>> begin
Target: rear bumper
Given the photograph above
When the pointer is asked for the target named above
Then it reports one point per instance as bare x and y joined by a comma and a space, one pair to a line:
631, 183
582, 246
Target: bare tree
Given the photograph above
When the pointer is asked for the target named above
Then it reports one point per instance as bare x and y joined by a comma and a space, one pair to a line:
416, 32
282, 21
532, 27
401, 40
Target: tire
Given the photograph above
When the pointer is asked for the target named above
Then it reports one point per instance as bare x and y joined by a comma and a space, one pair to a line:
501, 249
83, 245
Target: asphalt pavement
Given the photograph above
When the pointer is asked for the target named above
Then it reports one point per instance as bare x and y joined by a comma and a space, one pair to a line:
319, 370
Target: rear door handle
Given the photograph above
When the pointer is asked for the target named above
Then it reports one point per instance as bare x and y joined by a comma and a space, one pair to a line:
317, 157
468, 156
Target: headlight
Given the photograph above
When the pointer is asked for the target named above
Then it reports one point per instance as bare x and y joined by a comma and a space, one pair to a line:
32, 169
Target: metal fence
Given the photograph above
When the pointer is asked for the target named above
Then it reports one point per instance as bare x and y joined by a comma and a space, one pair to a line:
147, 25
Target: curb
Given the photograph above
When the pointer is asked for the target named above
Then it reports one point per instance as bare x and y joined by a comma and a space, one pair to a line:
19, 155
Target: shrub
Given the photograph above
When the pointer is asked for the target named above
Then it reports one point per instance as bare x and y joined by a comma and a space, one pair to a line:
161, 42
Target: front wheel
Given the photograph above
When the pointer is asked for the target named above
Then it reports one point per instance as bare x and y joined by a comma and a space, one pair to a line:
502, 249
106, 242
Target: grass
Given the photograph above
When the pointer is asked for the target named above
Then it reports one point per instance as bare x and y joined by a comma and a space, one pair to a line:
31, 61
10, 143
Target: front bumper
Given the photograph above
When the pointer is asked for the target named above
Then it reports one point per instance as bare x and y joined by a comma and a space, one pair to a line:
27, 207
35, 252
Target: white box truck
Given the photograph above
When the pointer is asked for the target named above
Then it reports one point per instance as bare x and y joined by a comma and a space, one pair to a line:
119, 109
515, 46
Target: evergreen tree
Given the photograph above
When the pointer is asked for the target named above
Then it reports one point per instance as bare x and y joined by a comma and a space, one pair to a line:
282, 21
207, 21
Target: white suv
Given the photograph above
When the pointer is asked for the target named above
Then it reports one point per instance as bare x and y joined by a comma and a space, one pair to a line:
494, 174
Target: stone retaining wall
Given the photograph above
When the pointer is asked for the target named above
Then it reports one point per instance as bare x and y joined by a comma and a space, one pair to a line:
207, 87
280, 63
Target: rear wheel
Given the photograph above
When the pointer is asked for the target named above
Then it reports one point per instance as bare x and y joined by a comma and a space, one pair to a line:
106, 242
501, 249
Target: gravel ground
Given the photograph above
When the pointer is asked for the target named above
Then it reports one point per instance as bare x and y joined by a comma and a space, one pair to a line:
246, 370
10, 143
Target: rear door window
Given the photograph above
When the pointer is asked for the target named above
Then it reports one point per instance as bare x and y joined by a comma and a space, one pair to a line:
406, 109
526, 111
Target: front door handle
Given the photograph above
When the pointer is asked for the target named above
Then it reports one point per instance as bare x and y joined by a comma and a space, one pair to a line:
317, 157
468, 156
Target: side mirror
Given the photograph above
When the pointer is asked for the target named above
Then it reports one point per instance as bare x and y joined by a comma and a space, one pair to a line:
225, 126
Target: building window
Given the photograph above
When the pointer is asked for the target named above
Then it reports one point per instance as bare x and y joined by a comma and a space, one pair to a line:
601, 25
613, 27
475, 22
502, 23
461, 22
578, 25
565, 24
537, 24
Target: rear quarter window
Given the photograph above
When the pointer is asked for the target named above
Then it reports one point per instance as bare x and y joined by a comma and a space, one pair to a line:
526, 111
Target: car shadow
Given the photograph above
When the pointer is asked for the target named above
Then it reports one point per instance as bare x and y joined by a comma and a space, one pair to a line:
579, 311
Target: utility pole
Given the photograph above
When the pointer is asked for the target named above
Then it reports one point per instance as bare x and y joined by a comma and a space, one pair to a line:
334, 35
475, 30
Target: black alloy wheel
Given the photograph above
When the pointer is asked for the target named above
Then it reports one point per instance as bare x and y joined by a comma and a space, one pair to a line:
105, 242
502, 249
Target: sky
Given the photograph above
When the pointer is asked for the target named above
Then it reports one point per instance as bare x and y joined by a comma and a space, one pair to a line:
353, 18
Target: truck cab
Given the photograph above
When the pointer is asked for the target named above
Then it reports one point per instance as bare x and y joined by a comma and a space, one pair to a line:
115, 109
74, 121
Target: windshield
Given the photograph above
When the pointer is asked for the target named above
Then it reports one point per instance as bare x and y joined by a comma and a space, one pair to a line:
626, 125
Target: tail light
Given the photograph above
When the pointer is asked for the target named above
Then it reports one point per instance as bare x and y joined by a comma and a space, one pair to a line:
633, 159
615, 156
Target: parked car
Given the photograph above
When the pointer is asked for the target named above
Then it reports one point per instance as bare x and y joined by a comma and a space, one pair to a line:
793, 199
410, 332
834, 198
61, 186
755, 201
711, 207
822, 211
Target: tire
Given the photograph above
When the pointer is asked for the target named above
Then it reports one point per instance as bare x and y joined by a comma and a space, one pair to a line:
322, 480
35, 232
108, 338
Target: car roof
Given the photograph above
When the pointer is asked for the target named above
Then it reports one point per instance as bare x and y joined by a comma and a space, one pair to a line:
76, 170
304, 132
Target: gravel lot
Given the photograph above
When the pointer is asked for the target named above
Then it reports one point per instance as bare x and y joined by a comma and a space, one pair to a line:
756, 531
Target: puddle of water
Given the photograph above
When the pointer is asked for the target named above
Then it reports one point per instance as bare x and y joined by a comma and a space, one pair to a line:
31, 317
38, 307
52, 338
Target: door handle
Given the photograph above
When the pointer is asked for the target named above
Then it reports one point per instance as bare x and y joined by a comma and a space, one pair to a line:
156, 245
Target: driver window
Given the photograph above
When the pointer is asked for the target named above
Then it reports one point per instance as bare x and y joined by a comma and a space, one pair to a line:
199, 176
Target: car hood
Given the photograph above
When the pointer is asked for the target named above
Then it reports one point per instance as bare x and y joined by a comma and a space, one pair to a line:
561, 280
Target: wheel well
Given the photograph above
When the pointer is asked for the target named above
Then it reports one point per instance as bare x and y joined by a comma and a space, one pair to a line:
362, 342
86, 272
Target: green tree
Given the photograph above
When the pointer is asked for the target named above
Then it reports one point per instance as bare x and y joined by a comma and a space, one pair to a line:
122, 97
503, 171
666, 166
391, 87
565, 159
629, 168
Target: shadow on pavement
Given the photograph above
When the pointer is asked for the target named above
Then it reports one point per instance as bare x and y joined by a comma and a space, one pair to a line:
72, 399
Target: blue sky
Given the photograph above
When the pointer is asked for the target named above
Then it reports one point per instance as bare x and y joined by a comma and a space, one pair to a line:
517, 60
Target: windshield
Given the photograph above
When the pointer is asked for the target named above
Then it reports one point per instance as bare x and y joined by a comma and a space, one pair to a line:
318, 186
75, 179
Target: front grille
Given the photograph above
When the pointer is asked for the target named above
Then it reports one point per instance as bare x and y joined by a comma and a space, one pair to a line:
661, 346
>> end
Given instruction » Take the listing above and write it out again exactly.

Response to this exercise »
Target: rear bumper
Given the photograph above
When the pointer is asked for the target named above
Then it reports one point per instance as bare x and y joined by a comma and a space, one pair to a line:
631, 183
582, 246
Target: bare tree
Given the photograph above
When the pointer is asked for the target named above
Then it reports one point per instance as bare x and y joined by a comma and a space, one pair to a line:
416, 32
282, 21
532, 27
401, 40
Target: tire
Given the photograph above
When the pointer is asked for the target named above
Then it reports one point per instance as bare x and y joined by a comma and a space, one pair to a line:
501, 249
83, 245
Target: asphalt pavement
Given the photograph above
When the pointer is asked for the target named above
Then it reports one point per instance as bare x and y joined by a comma and a space, one pair to a line:
319, 370
Target: rear door handle
Given the photograph above
When the pointer is asked for the target named above
Then it reports one point per instance as bare x and y joined by a comma and a space, one pair to a line:
317, 157
468, 156
Target: headlight
Given the photograph above
When the pointer is asked for the target named above
Then it reports one point per instance as bare x and y joined by a comma and a space, one pair to a line:
32, 169
Target: metal fence
Given the photograph above
When the pointer is asked for the target named above
Then it reports one point per instance as bare x and y joined by a comma and a space, one pair to a line:
147, 25
Target: curb
Given the photograph above
When the pointer is asked for the target named above
Then it reports one point per instance as bare x and y joined by a comma and a space, one pair to a line:
19, 155
Target: shrub
Given the photograph above
When the pointer is asked for the target named above
Then it reports one point per instance as bare x and y joined by a comma and a space, one pair to a line:
161, 42
Target: front wheel
Given the photograph above
When the pointer is asked for the target named above
Then it reports one point per instance as bare x and y joined by a comma and a space, one pair to a line:
502, 249
106, 242
Target: grass
Given the photograph above
When the pointer is asked for the target named above
Then it reports one point per instance as bare x and y joined by a comma and a space, one pair to a line:
31, 61
10, 143
Target: front bumper
Given the photograph above
When the pointer is asked for the target named above
Then it reports one point per instance as bare x and y joined by a comma and a space, one pair to a line:
27, 207
35, 252
Target: white box truck
Given the photograph above
When the pointer is asked for the target named above
Then it reports one point per instance as bare x and y joined by a comma and a space, one pair to a line:
119, 109
515, 46
Target: evergreen tree
Given the photograph above
When the pointer is asked for the target named above
Then it reports one point per instance as bare x and y joined by a comma and a space, one pair to a line:
282, 21
207, 21
Target: white suv
Given the photograph above
When the pointer is asked for the target named above
Then it reports one point per instance as bare x and y joined by a comma and a space, one pair to a line:
494, 174
Target: stone retaining wall
Given the photograph above
When the pointer is asked for the target named above
Then it reports one point per instance as bare x and y joined by a comma and a space, one pair to a line:
207, 87
280, 63
Target: rear wheel
Given the photograph above
When the pointer is asked for the target named above
Then it reports one point per instance as bare x and y joined by a comma and a space, one pair to a line:
106, 242
501, 249
Target: gravel ground
Given the photograph above
When the pointer is asked for the target named above
Then it reports one point per instance as bare x and y joined by a comma and a space, one pair to a line:
246, 370
10, 143
Target: rear door window
Given the photograph above
When the pointer is asked for the target named above
Then it reports one point per instance as bare x and y joined by a comma and a space, one pair to a line:
406, 109
526, 111
Target: front door handle
Given the photograph above
When the pointer is asked for the target named above
Then it reports one point per instance as bare x and y joined by a comma and a space, one pair to a line:
317, 157
468, 156
Target: side mirror
Given the photograph above
When the pointer is asked for the target named above
Then it reports one point per instance as bare x and y joined by a comma and a space, one pair to a line:
225, 126
Target: building window
Given the photograph above
When the pointer is asked for the target named above
Then it reports one point per instance as bare x and y joined by a comma and a space, one pair to a line:
601, 25
613, 27
475, 22
502, 23
461, 22
578, 25
565, 24
537, 24
Target: rear quarter window
Given the photograph above
When the pointer is asked for the target named above
Then it reports one point per instance as bare x and y joined by a comma and a space, one pair to a line:
526, 111
Target: car shadow
Given the photograph above
When the pointer is asked for the target named above
Then it reports one point per instance as bare x and y joined by a comma and a space, one pair to a line:
579, 311
Target: utility pole
Given the photograph above
When the pointer is asked for the target named above
Then it reports one point per instance as bare x and y joined by a comma and a space, one pair to a line:
334, 35
475, 30
Target: black alloy wheel
Given the photograph above
When the pointer is asked for the target named above
Then it reports one point per instance as bare x and y joined by a comma and a space, one pair to a line:
105, 242
502, 249
Target: sky
Given the photograph above
When the pointer is asked for the target named above
Then it reports one point per instance as bare x and y joined by a comma and a space, one pair to a line:
353, 18
Target: truck cab
Given the photograph above
When the pointer is asked for the target named above
Then it reports one point per instance as bare x and y joined by a comma and a space, one pair to a line:
115, 109
74, 121
Target: windshield
Given the photograph above
When the pointer is asked for the target named above
Then it reports one point per instance as bare x and y joined by a comma and a space, one pair to a line:
626, 125
Target: tail light
Given the photograph above
When the pointer is asked for the target named above
Then it reports one point per instance as bare x and y joined by a comma and a space, one pair to a line:
633, 159
615, 156
Target: parked car
Given the photograph above
When the pointer is asked for the target named above
Then it reports one point per instance as bare x and y joined by a comma and a space, one pair to a line:
793, 199
410, 332
834, 198
61, 186
755, 201
711, 207
822, 211
Target: tire
Given the photograph above
When the pointer is asked for the target named above
Then it reports one point per instance as bare x and y joined by a comma and a space, one pair to a line:
322, 480
35, 232
108, 338
Target: car roof
Given the photograph above
When the pointer is asked for the target named above
Then it reports one point per instance as bare x and y joined by a comma and a space, one pair to a line:
76, 170
304, 132
Target: gravel lot
Given the photograph above
When the pointer is asked for the target named above
Then it reports one point per instance as bare x and y joined by a comma and a space, one pair to a line:
756, 531
Target: puddle of water
Given the photograph above
When the pointer is asked for the target named above
Then it reports one point per instance as bare x and y joined by a comma and a space, one pair to a line:
31, 317
38, 307
52, 338
Target: door handle
Given the photograph above
When the pointer is asked for the target named above
Then it reports one point per instance as bare x and y joined by a comma and a space, one pair to a line:
156, 245
Target: driver window
Given the photograph above
When the pointer is asked for the target named above
Then it reports one point per instance as bare x and y joined by a comma and a space, one pair to a line:
199, 176
Target: car hood
Given the photograph above
When the pointer is asked for the target named above
Then it reports one point per instance as bare x and y joined by a comma and a space, one pair to a line:
561, 280
Target: wheel well
Given the photograph above
When the pointer is asked for the target named above
Then it reports one point per instance as bare x and y joined by a comma and a space, one pair to a line:
362, 342
86, 272
Target: green tree
Given the photograph above
When the pointer is asked for the target named above
Then it reports one point per instance as bare x and y joined by a comma and a space, one pair to a line:
122, 97
503, 171
666, 166
391, 87
565, 159
629, 168
Target: shadow on pavement
Given the photograph above
When the pointer is asked for the target named above
Then it reports one point per instance as bare x and y joined by a comma and a space, one pair to a line:
72, 399
Target: blue sky
Given the photograph above
When the pointer is asked for the target named above
Then it reports one point per instance as bare x and y joined by a comma and a space, one pair to a line:
517, 60
Target: windshield
Given the photograph above
When the pointer is asked for the target named above
Then it reports one point per instance as bare x and y joined by a comma and a space, one pair to a line:
318, 186
75, 179
Target: front grille
Given the photograph above
When the pointer is asked for the target named above
Then it reports one point per instance as bare x and y joined by a comma and a space, one pair to a line:
661, 346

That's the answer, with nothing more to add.